→ ACTIVITY
Only the pictures are to be left out; set down the rest of the records exactly.

→ THE DATA
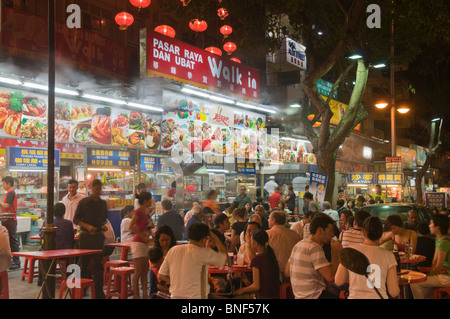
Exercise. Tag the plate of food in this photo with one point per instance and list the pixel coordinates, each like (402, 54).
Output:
(34, 106)
(35, 129)
(82, 133)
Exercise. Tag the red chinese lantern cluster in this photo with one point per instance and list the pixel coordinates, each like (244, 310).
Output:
(166, 30)
(140, 3)
(222, 13)
(124, 20)
(214, 50)
(226, 30)
(229, 47)
(197, 25)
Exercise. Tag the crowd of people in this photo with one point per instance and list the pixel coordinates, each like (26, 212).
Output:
(304, 253)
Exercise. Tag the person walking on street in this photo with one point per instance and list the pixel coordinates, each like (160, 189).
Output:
(9, 205)
(91, 215)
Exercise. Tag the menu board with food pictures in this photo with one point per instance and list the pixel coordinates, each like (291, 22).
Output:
(24, 115)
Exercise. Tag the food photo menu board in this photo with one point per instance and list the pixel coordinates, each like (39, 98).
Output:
(24, 115)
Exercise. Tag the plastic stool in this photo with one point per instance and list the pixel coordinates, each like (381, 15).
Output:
(29, 269)
(113, 264)
(121, 276)
(437, 292)
(77, 293)
(4, 289)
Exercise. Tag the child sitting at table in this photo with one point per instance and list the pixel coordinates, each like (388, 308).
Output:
(158, 289)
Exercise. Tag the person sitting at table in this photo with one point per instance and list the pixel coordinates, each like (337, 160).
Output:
(359, 287)
(65, 231)
(400, 236)
(185, 266)
(425, 244)
(265, 270)
(439, 275)
(125, 215)
(140, 244)
(157, 288)
(165, 239)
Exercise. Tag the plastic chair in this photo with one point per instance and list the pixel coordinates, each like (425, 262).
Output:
(29, 269)
(113, 264)
(4, 288)
(121, 276)
(441, 293)
(77, 293)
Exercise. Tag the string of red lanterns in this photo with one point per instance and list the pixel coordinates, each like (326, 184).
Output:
(124, 20)
(166, 30)
(140, 3)
(214, 50)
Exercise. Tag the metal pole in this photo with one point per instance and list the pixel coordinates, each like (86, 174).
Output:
(50, 230)
(393, 106)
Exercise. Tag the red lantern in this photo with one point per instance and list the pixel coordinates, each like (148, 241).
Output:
(141, 3)
(197, 25)
(226, 30)
(222, 13)
(166, 30)
(214, 50)
(124, 20)
(229, 47)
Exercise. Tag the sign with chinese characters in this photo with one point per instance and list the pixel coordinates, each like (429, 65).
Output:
(433, 199)
(390, 178)
(110, 158)
(318, 186)
(245, 168)
(362, 178)
(394, 164)
(325, 87)
(295, 53)
(149, 163)
(30, 158)
(162, 56)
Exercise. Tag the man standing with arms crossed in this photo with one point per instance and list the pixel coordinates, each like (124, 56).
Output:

→ FINISHED TASK
Exercise. Tag the plate of food in this photo with one point per instance and list the pixel coordinates, each like (402, 54).
Output:
(34, 106)
(35, 129)
(82, 133)
Exercise. Tag the red chinese lantern cluster in this photo with one point per instance and list the pixel coordinates, each like (244, 310).
Output:
(166, 30)
(140, 3)
(222, 13)
(124, 20)
(214, 50)
(226, 30)
(229, 47)
(197, 25)
Exercise. Tag the crowd of people in this photo with one point per instance and list the pixel coordinates, each like (26, 212).
Output:
(304, 253)
Exercise. Tag the person walking on street in this photo with one point per instance and list the pixel coordinates, each like (160, 189).
Output:
(9, 205)
(91, 215)
Exercise. Tag the menu board with food pictures in this photo with one point per instance and list the pixel coordinates, each like (291, 22).
Output:
(24, 115)
Exercise. Tag the food photo menu board in this photo with one point per instance and list the pixel coordinates, each like (39, 98).
Output:
(24, 115)
Exercise. Tag the plastic stool in this photo with one point per instance and list the pixel coordinates, each like (381, 15).
Output:
(29, 269)
(113, 264)
(121, 276)
(437, 292)
(77, 293)
(4, 289)
Exercise. Tag the child sitting at table in this photo with one point per instance and list the pixel coordinates, each like (388, 308).
Output:
(158, 289)
Exercise. Tag the person sitting at table in this photo with one point per instance and list the pixel coordinates, each like (337, 160).
Output:
(359, 287)
(65, 231)
(400, 236)
(185, 266)
(425, 244)
(265, 270)
(439, 275)
(125, 215)
(140, 244)
(157, 288)
(165, 239)
Exercise. Tag the plastic chair in this photo with one point per instance and list the pixel coordinates, each like (425, 262).
Output:
(29, 269)
(113, 264)
(4, 288)
(121, 276)
(441, 293)
(77, 293)
Exercise. Tag the string of red lanterns in this photo with one point per instance and list the pixel coordinates, each like (326, 184).
Output:
(124, 20)
(166, 30)
(140, 3)
(214, 50)
Exercise. Tag the metal pole in this photo with one point per instance and list the pixel coordinates, each like (86, 174).
Output:
(50, 230)
(393, 106)
Exercise. Tag the red lantern in this photo with one point per instance and list the pixel coordinates, each like (148, 241).
Output:
(141, 3)
(197, 25)
(226, 30)
(222, 13)
(166, 30)
(214, 50)
(124, 20)
(229, 47)
Exercise. Tag the sign with chinese characters in this photo with one point per instance and list the pixel coordinates, each like (429, 65).
Output:
(433, 199)
(390, 178)
(110, 158)
(318, 186)
(245, 168)
(362, 178)
(394, 164)
(325, 87)
(295, 53)
(149, 163)
(30, 158)
(162, 56)
Exercise. Tag the man standing with arms crossed in this photo with one point per instance and list the pixel coordinates, each like (124, 56).
Output:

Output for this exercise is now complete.